» EXERCISE REQUIREMENTS
a. In the passage on system equivalence, copy the text from "This testing is" to "on the project.".
b. Carry on the article about system equivalence, picking up after its final sentence.

» PASSAGE PROVIDED
========
= System equivalence =

In the systems sciences system equivalence is the behavior of a parameter or component of a system in a way similar to a parameter or component of a different system. Similarity means that mathematically the parameters and components will be indistinguishable from each other. Equivalence can be very useful in understanding how complex systems work.

== Overview ==
Examples of equivalent systems are first- and second-order (in the independent variable) translational, electrical, torsional, fluidic, and caloric systems.

Equivalent systems can be used to change large and expensive mechanical, thermal, and fluid systems into a simple, cheaper electrical system. Then the electrical system can be analyzed to validate that the system dynamics will work as designed. This is a preliminary inexpensive way for engineers to test that their complex system performs the way they are expecting.

This testing is necessary when designing new complex systems that have many components. Businesses do not want to spend millions of dollars on a system that does not perform the way that they were expecting. Using the equivalent system technique, engineers can verify and prove to the business that the system will work. This lowers the risk factor that the business is taking on the project.

The following is a chart of equivalent variables for the different types of systems:

| System type | Flow variable | Effort variable | Compliance | Inductance | Resistance |
|---|---|---|---|---|---|
| Mechanical | dx/dt | F = force | spring (k) | mass (m) | damper (c) |
| Electrical | i = current | V = voltage | capacitance (C) | inductance (L) | resistance (R) |
| Thermal | q_{h} = heat flow rate | ∆T = change in temperature | object (C) | inductance (L) | conduction and convection (R) |
| Fluid | q_{m} = mass flow rate, q_{v} = volume flow rate | p = pressure, h = height | tank (C) | mass (m) | valve or orifice (R) |

 Flow variable: moves through the system
 Effort variable: puts the system into action
 Compliance: stores energy as potential
 Inductance: stores energy as kinetic
 Resistance: dissipates or uses energy

The equivalents shown in the chart are not the only way to form mathematical analogies. In fact there are any number of ways to do this. A common requirement for analysis is that the analogy correctly models energy storage and flow across energy domains. To do this, the equivalences must be compatible. A pair of variables whose product is power (or energy) in one domain must be equivalent to a pair of variables in the other domain whose product is also power (or energy). These are called power conjugate variables. The thermal variables shown in the chart are not power conjugates and thus do not meet this criterion. See mechanical–electrical analogies for more detailed information on this. Even specifying power conjugate variables does not result in a unique analogy and there are at least three analogies of this sort in use. At least one more criterion is needed to uniquely specify the analogy, such as the requirement that impedance is equivalent in all domains as is done in the impedance analogy.
========
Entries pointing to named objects

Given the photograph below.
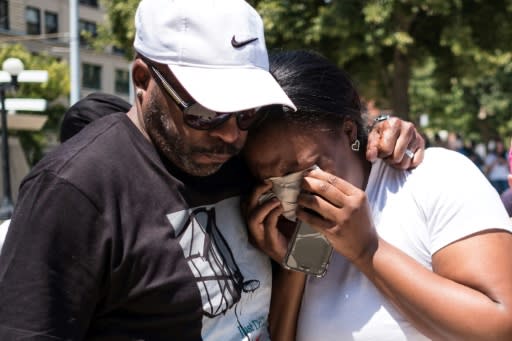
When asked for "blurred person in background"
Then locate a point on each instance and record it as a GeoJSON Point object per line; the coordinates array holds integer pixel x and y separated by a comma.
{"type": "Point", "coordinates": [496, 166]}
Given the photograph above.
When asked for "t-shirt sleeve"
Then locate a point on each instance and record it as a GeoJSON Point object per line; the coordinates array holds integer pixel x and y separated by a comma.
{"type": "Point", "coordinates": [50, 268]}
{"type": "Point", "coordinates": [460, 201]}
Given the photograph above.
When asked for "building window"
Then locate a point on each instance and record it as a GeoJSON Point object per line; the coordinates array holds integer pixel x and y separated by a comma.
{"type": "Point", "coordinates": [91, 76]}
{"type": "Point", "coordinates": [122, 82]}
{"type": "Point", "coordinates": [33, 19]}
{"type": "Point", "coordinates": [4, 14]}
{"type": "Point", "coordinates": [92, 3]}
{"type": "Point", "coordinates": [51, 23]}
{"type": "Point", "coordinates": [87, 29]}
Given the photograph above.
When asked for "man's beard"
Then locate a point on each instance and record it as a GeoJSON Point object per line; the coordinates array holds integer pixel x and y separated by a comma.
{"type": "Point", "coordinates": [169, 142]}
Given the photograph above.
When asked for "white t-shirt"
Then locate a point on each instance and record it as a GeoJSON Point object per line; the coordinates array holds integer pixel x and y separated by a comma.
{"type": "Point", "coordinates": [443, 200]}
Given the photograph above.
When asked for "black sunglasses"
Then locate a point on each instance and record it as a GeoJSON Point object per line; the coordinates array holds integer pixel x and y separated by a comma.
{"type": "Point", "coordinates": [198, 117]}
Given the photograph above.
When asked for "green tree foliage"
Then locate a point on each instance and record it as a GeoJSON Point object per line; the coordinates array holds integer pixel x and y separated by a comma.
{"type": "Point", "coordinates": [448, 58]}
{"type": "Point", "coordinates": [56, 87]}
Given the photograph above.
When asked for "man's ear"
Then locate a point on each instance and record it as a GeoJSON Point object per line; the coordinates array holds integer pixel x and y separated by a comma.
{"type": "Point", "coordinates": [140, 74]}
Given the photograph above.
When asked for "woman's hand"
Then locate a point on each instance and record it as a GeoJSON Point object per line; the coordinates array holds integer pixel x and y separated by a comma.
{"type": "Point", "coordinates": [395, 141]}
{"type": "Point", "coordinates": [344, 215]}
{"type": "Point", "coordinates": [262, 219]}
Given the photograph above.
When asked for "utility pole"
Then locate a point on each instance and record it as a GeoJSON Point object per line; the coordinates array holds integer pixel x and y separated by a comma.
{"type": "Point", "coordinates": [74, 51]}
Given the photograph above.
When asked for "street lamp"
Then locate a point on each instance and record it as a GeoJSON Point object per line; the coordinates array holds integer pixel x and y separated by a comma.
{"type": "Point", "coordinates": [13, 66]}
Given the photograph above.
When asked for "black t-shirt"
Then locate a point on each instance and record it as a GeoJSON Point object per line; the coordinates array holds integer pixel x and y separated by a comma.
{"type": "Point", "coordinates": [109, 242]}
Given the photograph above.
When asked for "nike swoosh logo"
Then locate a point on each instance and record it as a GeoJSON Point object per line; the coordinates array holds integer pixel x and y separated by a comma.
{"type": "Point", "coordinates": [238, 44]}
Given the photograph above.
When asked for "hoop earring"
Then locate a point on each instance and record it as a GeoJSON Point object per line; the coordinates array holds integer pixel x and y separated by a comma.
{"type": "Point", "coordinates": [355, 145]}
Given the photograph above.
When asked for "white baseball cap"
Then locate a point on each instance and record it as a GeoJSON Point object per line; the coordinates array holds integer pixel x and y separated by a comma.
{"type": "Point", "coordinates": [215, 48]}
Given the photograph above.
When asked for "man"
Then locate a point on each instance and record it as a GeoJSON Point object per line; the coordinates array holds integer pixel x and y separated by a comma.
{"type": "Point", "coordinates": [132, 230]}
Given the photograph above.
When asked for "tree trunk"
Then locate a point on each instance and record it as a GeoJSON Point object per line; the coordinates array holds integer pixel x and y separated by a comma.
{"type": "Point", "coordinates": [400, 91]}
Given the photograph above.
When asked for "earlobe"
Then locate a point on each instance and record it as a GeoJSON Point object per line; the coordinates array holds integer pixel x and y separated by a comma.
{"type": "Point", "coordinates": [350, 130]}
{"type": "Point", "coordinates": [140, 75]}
========
» OUTPUTS BY TASK
a.
This testing is necessary when designing new complex systems that have many components. Businesses do not want to spend millions of dollars on a system that does not perform the way that they were expecting. Using the equivalent system technique, engineers can verify and prove to the business that the system will work. This lowers the risk factor that the business is taking on the project.

b.
==Examples==
- Mechanical systems
Force $F = -kx = c\frac{dx}{dt} = m\frac{d^2x}{dt^2}$

- Electrical systems
Voltage $V = \frac{Q}{C} = R\frac{dQ}{dt} = L\frac{d^2Q}{dt^2}$

All the fundamental variables of these systems have the same functional form.

==Discussion==
The system equivalence method may be used to describe systems of two types: "vibrational" systems (which are thus described - approximately - by harmonic oscillation) and "translational" systems (which deal with "flows"). These are not mutually exclusive; a system may have features of both. Similarities also exist; the two systems can often be analysed by the methods of Euler, Lagrange and Hamilton, so that in both cases the energy is quadratic in the relevant degree(s) of freedom, provided they are linear.

Vibrational systems are often described by some sort of wave (partial differential) equation, or oscillator (ordinary differential) equation. Furthermore, these sorts of systems follow the capacitor or spring analogy, in the sense that the dominant degree of freedom in the energy is the generalized position. In more physical language, these systems are predominantly characterised by their potential energy. This often works for solids, or (linearized) undulatory systems near equilibrium.

On the other hand, flow systems may be easier described by the hydraulic analogy or the diffusion equation. For example, Ohm's law was said to be inspired by Fourier's law (as well as the work of C.-L. Navier). Other laws include Fick's laws of diffusion and generalized transport problems. The most important idea is the flux, or rate of transfer of some important physical quantity considered (like electric or magnetic fluxes). In these sorts of systems, the energy is dominated by the derivative of the generalized position (generalized velocity). In physics parlance, these systems tend to be kinetic energy-dominated. Field theories, in particular electromagnetism, draw heavily from the hydraulic analogy.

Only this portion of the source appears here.